■ REQUIREMENT ■
Your answer should be the records below, repeated exactly as they stand.

=== RECORDED DATA ===

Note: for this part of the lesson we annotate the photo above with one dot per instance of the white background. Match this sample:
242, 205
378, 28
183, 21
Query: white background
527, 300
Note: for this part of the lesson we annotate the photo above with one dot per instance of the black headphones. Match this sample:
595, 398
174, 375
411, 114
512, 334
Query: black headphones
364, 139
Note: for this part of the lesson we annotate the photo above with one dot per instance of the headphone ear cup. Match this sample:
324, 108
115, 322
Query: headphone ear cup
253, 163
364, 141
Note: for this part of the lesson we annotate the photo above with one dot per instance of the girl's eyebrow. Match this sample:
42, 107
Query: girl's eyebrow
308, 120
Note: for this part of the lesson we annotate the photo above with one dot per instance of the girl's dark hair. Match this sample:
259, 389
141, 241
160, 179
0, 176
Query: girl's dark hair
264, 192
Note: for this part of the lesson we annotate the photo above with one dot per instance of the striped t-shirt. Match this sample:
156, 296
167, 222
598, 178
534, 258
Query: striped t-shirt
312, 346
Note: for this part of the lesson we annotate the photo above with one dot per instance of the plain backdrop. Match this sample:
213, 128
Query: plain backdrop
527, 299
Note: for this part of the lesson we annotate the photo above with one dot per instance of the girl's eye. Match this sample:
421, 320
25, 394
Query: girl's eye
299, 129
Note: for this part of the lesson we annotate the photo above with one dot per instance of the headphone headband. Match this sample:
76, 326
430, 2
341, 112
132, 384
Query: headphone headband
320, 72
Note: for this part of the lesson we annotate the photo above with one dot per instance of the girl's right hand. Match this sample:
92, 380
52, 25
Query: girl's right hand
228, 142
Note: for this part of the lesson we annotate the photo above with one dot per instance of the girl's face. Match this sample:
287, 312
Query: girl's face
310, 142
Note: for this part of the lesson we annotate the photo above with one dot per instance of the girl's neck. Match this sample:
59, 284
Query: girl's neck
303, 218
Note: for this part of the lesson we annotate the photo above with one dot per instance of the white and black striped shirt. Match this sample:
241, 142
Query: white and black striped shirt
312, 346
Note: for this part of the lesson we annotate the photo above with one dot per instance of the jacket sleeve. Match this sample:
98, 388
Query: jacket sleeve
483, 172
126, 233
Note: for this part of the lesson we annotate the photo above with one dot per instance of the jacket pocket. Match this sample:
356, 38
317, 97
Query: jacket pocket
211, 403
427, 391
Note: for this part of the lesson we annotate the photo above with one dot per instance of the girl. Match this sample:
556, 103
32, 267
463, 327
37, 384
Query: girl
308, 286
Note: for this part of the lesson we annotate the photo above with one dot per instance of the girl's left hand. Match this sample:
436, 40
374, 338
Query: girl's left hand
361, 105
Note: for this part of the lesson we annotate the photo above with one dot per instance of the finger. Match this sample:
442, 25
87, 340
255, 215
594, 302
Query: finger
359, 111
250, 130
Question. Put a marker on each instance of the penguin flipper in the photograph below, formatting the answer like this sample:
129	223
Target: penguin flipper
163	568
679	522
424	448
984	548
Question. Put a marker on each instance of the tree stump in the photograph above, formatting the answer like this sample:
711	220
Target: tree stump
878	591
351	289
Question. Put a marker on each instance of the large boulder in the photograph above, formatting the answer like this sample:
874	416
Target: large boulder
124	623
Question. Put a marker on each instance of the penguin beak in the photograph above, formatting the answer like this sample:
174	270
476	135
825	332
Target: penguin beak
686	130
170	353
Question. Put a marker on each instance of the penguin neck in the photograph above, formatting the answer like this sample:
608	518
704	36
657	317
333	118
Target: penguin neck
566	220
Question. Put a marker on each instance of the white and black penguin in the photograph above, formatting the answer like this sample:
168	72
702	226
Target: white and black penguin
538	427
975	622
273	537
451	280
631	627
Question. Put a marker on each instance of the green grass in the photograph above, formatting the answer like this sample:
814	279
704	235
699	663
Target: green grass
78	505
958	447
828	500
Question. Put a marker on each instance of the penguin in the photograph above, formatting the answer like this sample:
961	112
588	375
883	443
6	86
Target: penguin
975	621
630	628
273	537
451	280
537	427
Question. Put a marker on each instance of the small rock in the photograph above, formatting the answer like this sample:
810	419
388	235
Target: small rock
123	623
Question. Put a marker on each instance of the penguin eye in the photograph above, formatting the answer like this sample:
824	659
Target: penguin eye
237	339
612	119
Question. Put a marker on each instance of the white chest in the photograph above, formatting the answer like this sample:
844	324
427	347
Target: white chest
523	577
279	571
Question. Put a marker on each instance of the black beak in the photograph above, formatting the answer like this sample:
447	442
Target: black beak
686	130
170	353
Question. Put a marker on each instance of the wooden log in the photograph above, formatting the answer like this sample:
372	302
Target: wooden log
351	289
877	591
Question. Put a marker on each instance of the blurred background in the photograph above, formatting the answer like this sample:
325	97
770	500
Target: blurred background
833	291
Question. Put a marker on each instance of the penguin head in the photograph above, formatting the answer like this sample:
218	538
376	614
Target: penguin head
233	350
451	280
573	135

===

■ EXERCISE OUTPUT ■
Note: for this part of the lesson we annotate the photo above with one dot per instance of the white background. Match this sample:
242, 205
378, 28
183, 21
Query: white background
527, 300
Note: for this part of the lesson we annotate the photo above with one dot per instance of the black headphones. Match this sample:
595, 398
174, 375
411, 114
512, 334
Query: black headphones
364, 139
Note: for this part of the lesson we annotate the photo above with one dot per instance of the headphone ear cup. Match this sample:
324, 108
115, 322
Query: headphone ear cup
253, 163
364, 141
Note: for this part of the lesson we annotate the photo above with one dot per instance of the girl's eyebrow. Match this sample:
42, 107
Query: girl's eyebrow
308, 120
Note: for this part of the lesson we annotate the photo above with one dot per instance of the girl's dark hair. Match this sample:
259, 389
141, 241
160, 179
0, 176
Query: girl's dark hair
264, 192
Note: for this part of the lesson we annotate the photo above with one dot per instance of the striped t-shirt. Match this sample:
156, 296
167, 222
598, 178
534, 258
Query: striped t-shirt
312, 346
Note: for this part of the lesson we annotate the photo above with one dot per instance of the plain backdrop. Match this sample:
213, 128
Query: plain backdrop
527, 299
Note: for this part of the lesson we annotate the photo above with one dot per instance of the girl's eye. Match this sample:
421, 320
25, 394
Query: girl's eye
299, 129
Note: for this part of the lesson we annotate the photo above with one dot per instance of the headphone headband. Match this sample:
76, 326
430, 2
341, 112
132, 384
Query: headphone headband
320, 72
Note: for this part of the lesson we annotate the photo above with one dot per instance of the girl's right hand. Match this sample:
92, 380
52, 25
Query: girl's right hand
228, 142
Note: for this part of the lesson we annotate the photo above with one dot per instance of the girl's face. Match this sample:
287, 312
Query: girl's face
310, 142
Note: for this part of the lesson we annotate the photo above with one dot per instance of the girl's neck. Match this sample:
59, 284
Query: girl's neck
303, 218
Note: for this part of the lesson we annotate the photo above with one dot per instance of the white and black striped shirt. Match this sample:
241, 142
Query: white and black striped shirt
312, 346
Note: for this part of the lesson we annotate the photo above with one dot per instance of the jacket sleeve. Match this sample:
98, 388
Query: jacket sleeve
483, 172
126, 233
Note: for this part of the lesson we annotate the photo above with one dot per instance of the jacket pocket. Match this sample:
356, 38
317, 97
Query: jacket pocket
211, 403
427, 391
Note: for this part of the lesson we annotate the photo above with one dot per instance of the girl. Match this sample:
556, 103
32, 267
463, 327
37, 384
Query: girl
308, 286
Note: for this part of the lesson we annotate the photo above with one dot per instance of the girl's left hand. Match this sample:
436, 40
374, 338
Query: girl's left hand
361, 105
Note: for this part of the lesson we annotate the photo above with one dot per instance of the finger. Match this sample:
442, 25
87, 340
255, 215
594, 302
Query: finger
359, 111
250, 130
Question. Put a marker on each instance of the penguin flipper in the photograph below, formatting the answer like this sample:
129	223
Target: penguin flipper
163	568
679	522
424	448
984	548
Question. Put a marker on each instance of the tree stump in the photograph above, formatting the answer like this sample:
711	220
Target: tree stump
878	591
351	289
Question. Put a marker on each instance of the large boulder in the photograph above, formatting the answer like this sample:
874	416
Target: large boulder
124	623
Question. Put a marker on each instance of the penguin beak in the photograph above, formatting the answer like this sample:
174	270
476	135
825	332
Target: penguin beak
686	130
170	353
Question. Put a marker on each instance of the penguin neck in the photograph above, formatting the answer like this sample:
608	518
704	36
657	317
333	118
Target: penguin neck
566	220
Question. Put a marker on each instance of the white and black penguin in the photograph above, formatting the answer like this sample:
168	72
702	226
Target: white and black penguin
538	427
975	622
273	537
451	280
631	627
Question. Put a marker on each instance of the green grass in the photograph above, formatting the answer like this sample:
814	279
704	235
699	663
Target: green grass
78	505
958	447
828	500
Question. Put a marker on each instance of the penguin in the photograph above, formatting the answer like this sample:
961	112
588	375
883	443
6	86
Target: penguin
975	621
630	628
273	537
451	280
537	427
Question. Put a marker on each instance of the small rock in the photograph above, formatting the answer like this sample:
810	419
388	235
Target: small rock
123	623
Question. Put a marker on each instance of the penguin eye in the photograph above, formatting the answer like this sample:
824	659
Target: penguin eye
237	339
612	119
Question. Put a marker on each instance of the white chest in the photograph above, formatting the answer like this sample:
844	324
427	347
Target: white chest
523	577
279	571
Question. Put a marker on each instance of the black beak in the photograph above, formatting the answer like this sample:
447	442
Target: black beak
686	130
170	353
Question. Put a marker on each instance of the wooden log in the photograph above, formatting the answer like this sample:
372	302
Target: wooden log
351	289
877	591
Question. Put a marker on each instance of the blurred background in the photograph above, formatting the answer like this sample:
325	97
770	500
Target: blurred background
833	291
Question. Put a marker on each instance of the penguin head in the photograph above, formatting the answer like this sample:
218	538
376	614
Target: penguin head
233	350
451	280
573	135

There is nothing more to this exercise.